┌─ ENTRADAS MOSTRADAS
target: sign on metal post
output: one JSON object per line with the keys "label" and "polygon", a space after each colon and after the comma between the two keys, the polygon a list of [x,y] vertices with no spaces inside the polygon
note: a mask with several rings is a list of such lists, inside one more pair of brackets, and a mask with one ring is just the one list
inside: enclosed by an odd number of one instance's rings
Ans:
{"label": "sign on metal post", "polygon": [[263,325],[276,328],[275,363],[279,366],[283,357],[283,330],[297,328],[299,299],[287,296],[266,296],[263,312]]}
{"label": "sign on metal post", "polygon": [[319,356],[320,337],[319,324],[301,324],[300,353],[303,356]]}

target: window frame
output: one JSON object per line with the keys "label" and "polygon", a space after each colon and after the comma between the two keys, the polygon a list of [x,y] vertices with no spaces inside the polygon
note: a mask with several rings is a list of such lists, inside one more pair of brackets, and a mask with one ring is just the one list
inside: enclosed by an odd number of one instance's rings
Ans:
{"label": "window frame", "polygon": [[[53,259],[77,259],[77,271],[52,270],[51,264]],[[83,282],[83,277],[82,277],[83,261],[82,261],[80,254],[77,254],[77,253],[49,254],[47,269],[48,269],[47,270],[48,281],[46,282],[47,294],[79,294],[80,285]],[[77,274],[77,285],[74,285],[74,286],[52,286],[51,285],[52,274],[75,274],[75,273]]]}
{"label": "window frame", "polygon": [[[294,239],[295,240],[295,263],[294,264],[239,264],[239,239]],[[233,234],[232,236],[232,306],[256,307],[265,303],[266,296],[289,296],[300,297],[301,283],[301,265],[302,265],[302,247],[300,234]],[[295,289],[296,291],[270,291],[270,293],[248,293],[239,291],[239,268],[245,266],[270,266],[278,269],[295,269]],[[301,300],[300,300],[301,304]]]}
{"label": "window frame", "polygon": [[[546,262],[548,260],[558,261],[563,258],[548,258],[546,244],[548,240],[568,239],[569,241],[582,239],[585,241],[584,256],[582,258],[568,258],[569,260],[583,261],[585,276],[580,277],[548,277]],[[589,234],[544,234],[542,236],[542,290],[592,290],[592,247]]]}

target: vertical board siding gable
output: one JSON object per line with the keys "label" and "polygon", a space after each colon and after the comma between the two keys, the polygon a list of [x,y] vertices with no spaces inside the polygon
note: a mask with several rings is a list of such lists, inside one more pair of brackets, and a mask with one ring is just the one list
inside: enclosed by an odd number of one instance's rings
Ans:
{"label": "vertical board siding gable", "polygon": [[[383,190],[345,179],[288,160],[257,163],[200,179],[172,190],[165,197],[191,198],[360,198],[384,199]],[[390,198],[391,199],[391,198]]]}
└─
EJERCICIO: Reproduce sin ningún cambio cada una de las líneas de todos los ítems anteriores.

RESPUESTA ESCRITA:
target: sign on metal post
output: one JSON object per line with the keys "label" and "polygon", a space after each colon and after the comma between the two keys, the polygon a list of [x,y] vertices with no spaces inside the polygon
note: a mask with several rings is a list of such lists, inside one more pair of brackets, and a mask with one ring is just the one list
inside: enclosed by an odd number of one instance's rings
Ans:
{"label": "sign on metal post", "polygon": [[263,325],[276,328],[275,363],[279,366],[283,357],[283,330],[297,328],[299,299],[287,296],[266,296],[263,312]]}
{"label": "sign on metal post", "polygon": [[319,356],[320,337],[319,324],[301,324],[300,353],[303,356]]}

target: window frame
output: one JSON object per line with the keys "label" and "polygon", a space after each colon and after the comma between the two keys, the polygon a list of [x,y] vertices with no spaces inside the polygon
note: a mask with several rings is a list of such lists, inside one more pair of brackets, and a mask with one ring is just the one list
inside: enclosed by an odd number of one instance's rings
Ans:
{"label": "window frame", "polygon": [[[53,259],[77,259],[77,271],[52,270],[51,264]],[[83,282],[83,277],[82,277],[83,261],[82,261],[80,254],[77,254],[77,253],[49,254],[47,269],[48,269],[47,270],[48,281],[46,282],[47,294],[79,294],[80,285]],[[77,274],[77,285],[74,285],[74,286],[52,286],[51,285],[52,274],[75,274],[75,273]]]}
{"label": "window frame", "polygon": [[[294,239],[295,240],[295,263],[294,264],[239,264],[239,239]],[[233,234],[232,236],[232,306],[256,307],[265,303],[266,296],[289,296],[300,297],[301,283],[301,265],[302,265],[302,247],[300,234]],[[295,289],[296,291],[270,291],[270,293],[248,293],[239,291],[239,268],[245,266],[270,266],[278,269],[295,269]],[[301,300],[300,300],[301,304]]]}
{"label": "window frame", "polygon": [[[546,262],[548,260],[558,261],[563,258],[548,258],[546,244],[548,240],[568,239],[569,241],[582,239],[585,241],[584,256],[582,258],[568,258],[569,260],[583,261],[585,276],[580,277],[548,277]],[[589,234],[544,234],[542,236],[542,290],[592,290],[592,247]]]}

target: vertical board siding gable
output: one JSON object per line with the keys "label" and "polygon", a space after each colon and after the comma between the two keys, the polygon a list of [x,y] vertices with no spaces inside the polygon
note: a mask with several rings is a list of such lists, inside one more pair of brackets, and a mask with one ring is just the one list
inside: enclosed by an odd number of one instance's rings
Ans:
{"label": "vertical board siding gable", "polygon": [[[383,190],[345,179],[288,160],[257,163],[200,179],[172,190],[165,197],[191,198],[360,198],[384,199]],[[390,198],[391,199],[391,198]]]}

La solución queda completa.